::: Document extract :::
We see that for our bad plan there are three lines, same PHV but different SQLT PHVs, that’s because those two additional PHVs are more restrictive and take into consideration additional factors (ie. filters) to better help differentiate between plans.
The plan in line #3 has been generated by 1148 tests including our baseline (‘B’) “execution zero” that is with no parameter/fix_control change. It’s not surprising to have so many tests generating the same plan as the baseline because most of the fixes/params usually don’t affect each and every SQL.

Our target plan is the one reported at lines #7,8,9 so let’s navigate to them

That’s the list of all the parameters and fix_controls that can lead to our good plan so we just need to go back to MOS and get some more information about those fixes to decide which one we want to test.
In this case the answer is 12555499 because it generates the same identical plan as OFE=11.2.0.3.

It’s usually better to use a fix_control rather than a parameter since the former is more likely to have a narrower scope than the latter.

SQL> alter session set "_fix_control"='12555499:0';
Session altered.

SQL> @myq
PL/SQL procedure successfully completed.
PL/SQL procedure successfully completed.
:::
■ Aim A ■
In the query plan excerpt, which fix control is chosen as the answer?
■ Aim B ■
For each statement below, say whether it agrees with the query plan excerpt. Answer yes or no, and quote the words of the excerpt that decide it.
(i) A fix_control is usually preferred over a parameter because it tends to have a narrower scope.
(ii) The target plan is the one reported at line #3.
(iii) Most fixes and parameters affect every SQL statement.
■ Aim C ■
Write the next part of the query plan excerpt, picking up after its last line.
::: Recorded data :::
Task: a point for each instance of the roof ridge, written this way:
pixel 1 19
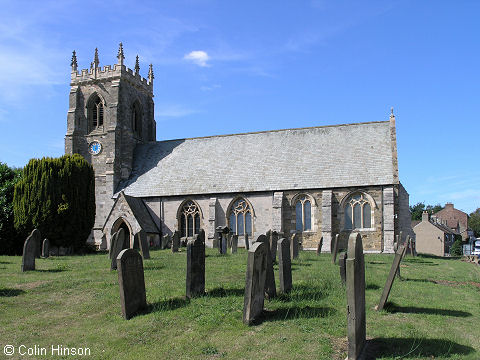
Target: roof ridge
:::
■ Right answer A ■
12555499

■ Right answer B ■
(i) Yes: "It’s usually better to use a fix_control rather than a parameter since the former is more likely to have a narrower scope than the latter."
(ii) No: "Our target plan is the one reported at lines #7,8,9"
(iii) No: "most of the fixes/params usually don’t affect each and every SQL."

■ Right answer C ■
PL/SQL procedure successfully completed.
PL/SQL procedure successfully completed.

  COUNT(*)
----------
	 0

Plan hash value: 2709605153

----------------------------------------------------------------------------
| Id  | Operation                      | Name         | Rows  | Cost (%CPU)|
----------------------------------------------------------------------------
|   0 | SELECT STATEMENT               |              |       |  2007 (100)|
|   1 |  SORT AGGREGATE                |              |     1 |            |
|   2 |   NESTED LOOPS                 |              |   354 |  2007   (2)|
|   3 |    NESTED LOOPS                |              |  6702 |  2007   (2)|
|   4 |     TABLE ACCESS BY INDEX ROWID| T2           |     1 |     2   (0)|
|*  5 |      INDEX RANGE SCAN          | T2_STORE_IDX |     1 |     1   (0)|
|*  6 |     INDEX RANGE SCAN           | T1_ID_IDX    |  6702 |    18   (6)|
|*  7 |    TABLE ACCESS BY INDEX ROWID | T1           |   332 |  2005   (2)|
----------------------------------------------------------------------------

Predicate Information (identified by operation id):
---------------------------------------------------

   5 - access("T2"."STORE_ID"=:B3)
   6 - access("T1"."ID"="T2"."ID")
   7 - filter((LOWER("T1"."NAME") LIKE :B1 AND "T1"."COUNTRY"=:B2 AND
	      "T1"."FLAG"=:B4))

So using SQLT XPLORE we found in a few minutes which fix changed our execution plan, a workaround with a very narrow scope and also a way to research in MOS if any known issue related to this specific fix has been reported.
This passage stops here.